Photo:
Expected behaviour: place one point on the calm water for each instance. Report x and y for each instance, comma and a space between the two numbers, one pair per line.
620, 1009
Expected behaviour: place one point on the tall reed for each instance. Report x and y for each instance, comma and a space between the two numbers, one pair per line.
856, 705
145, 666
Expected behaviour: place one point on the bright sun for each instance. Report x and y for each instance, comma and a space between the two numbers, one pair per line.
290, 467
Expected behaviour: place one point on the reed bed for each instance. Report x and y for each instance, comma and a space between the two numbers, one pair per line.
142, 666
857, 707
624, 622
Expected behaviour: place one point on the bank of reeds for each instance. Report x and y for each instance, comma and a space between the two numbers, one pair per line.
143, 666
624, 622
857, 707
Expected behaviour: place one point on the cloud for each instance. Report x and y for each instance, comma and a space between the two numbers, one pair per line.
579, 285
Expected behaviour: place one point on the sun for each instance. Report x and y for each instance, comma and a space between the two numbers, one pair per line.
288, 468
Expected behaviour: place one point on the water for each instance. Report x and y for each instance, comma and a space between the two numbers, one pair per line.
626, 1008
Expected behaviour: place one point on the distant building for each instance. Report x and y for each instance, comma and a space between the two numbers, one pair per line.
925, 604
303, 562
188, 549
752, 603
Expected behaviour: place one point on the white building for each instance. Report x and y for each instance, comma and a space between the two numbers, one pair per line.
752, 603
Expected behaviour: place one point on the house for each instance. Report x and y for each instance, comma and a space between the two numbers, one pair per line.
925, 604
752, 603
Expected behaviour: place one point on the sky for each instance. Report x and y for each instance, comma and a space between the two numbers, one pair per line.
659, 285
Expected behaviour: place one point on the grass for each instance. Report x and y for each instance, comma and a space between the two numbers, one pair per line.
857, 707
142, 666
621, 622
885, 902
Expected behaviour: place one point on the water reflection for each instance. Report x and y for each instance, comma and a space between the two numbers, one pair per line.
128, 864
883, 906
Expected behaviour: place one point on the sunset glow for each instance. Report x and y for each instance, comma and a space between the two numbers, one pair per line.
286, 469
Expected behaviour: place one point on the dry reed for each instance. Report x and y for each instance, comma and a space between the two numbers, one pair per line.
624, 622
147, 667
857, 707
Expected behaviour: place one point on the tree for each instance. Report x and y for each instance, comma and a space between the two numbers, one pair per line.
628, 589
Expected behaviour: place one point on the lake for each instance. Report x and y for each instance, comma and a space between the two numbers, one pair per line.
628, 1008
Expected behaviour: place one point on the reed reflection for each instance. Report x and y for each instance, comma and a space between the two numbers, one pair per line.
• • • • • • •
Task | Please repeat the material above, word for word and in full.

Response to the exercise |
Photo:
Expected behaviour: place one point on the calm water for each instance. Report x and y for each instance, comma and a space between the two numbers, one pair per line.
620, 1009
Expected behaviour: place one point on the tall reed for each instance. Report x and y for each instance, comma and a space between the two numbers, one pair per line.
856, 705
145, 666
Expected behaviour: place one point on the bright sun for each instance. Report x and y for each instance, comma and a space between the two numbers, one pair per line.
290, 467
Expected behaviour: place one point on the reed bed for each instance. Report x and y for each instance, comma and a space between the two numbers, one pair per line.
142, 666
857, 707
624, 622
Expected behaviour: place one point on the bank of reeds for each instance. Report x and y for each instance, comma and a space between the two numbers, one pair per line.
143, 666
624, 622
857, 707
Expected behaviour: place one point on the cloud for each instance. Report x and y for each instance, comma and a space between the two numbers, one pair per line.
579, 285
Expected behaviour: place one point on the sun for each instance. Report x and y for each instance, comma and a space between the two numbers, one pair per line.
288, 468
Expected behaviour: place one point on the water for each instance. Report x and y for each instance, comma and a space between the two numbers, one pair per line.
626, 1008
Expected behaviour: place one point on the distant building for each instance. Report x and y for each instance, comma and a space between the two numbers, one pair per line.
925, 604
303, 562
188, 549
752, 603
Expected behaviour: place one point on the white building for each instance. Report x and y for each instance, comma and a space between the two numbers, one pair per line.
752, 603
Expected behaviour: place one point on the house for each instance. Report x and y for each instance, comma and a space between the two numbers, one pair per line.
925, 604
752, 603
Expected behaviour: place one point on the sky for each instance. Report x and y for each instance, comma and a space between the two numbers, one pair per line.
659, 285
Expected behaviour: place one point on the grass for each instance. Report x and y for each instance, comma and a space between the two numbers, one pair per line.
857, 707
142, 666
621, 622
885, 902
Expected behaviour: place one point on the water reflection for each instance. Report x and y for each instance, comma and a space between the two numbers, one pair per line.
128, 864
883, 906
Expected behaviour: place one point on the sunset glow for each instance. Report x and y for each instance, comma and a space between the two numbers, one pair per line.
286, 469
Expected behaviour: place one point on the dry reed for each instance. Report x and y for each instance, comma and a space between the two numbers, one pair per line.
624, 622
147, 667
857, 707
Expected behaviour: place one point on the tree for each instance. Report x and y for each instance, comma and a space between the two numbers, one pair per line.
628, 589
Expected behaviour: place one point on the lake for each instance. Report x and y for each instance, comma and a space between the two numbers, one pair per line.
628, 1008
Expected behaviour: place one point on the reed reflection for each instance. Report x and y for each instance, comma and a space between the two numbers, one pair per line.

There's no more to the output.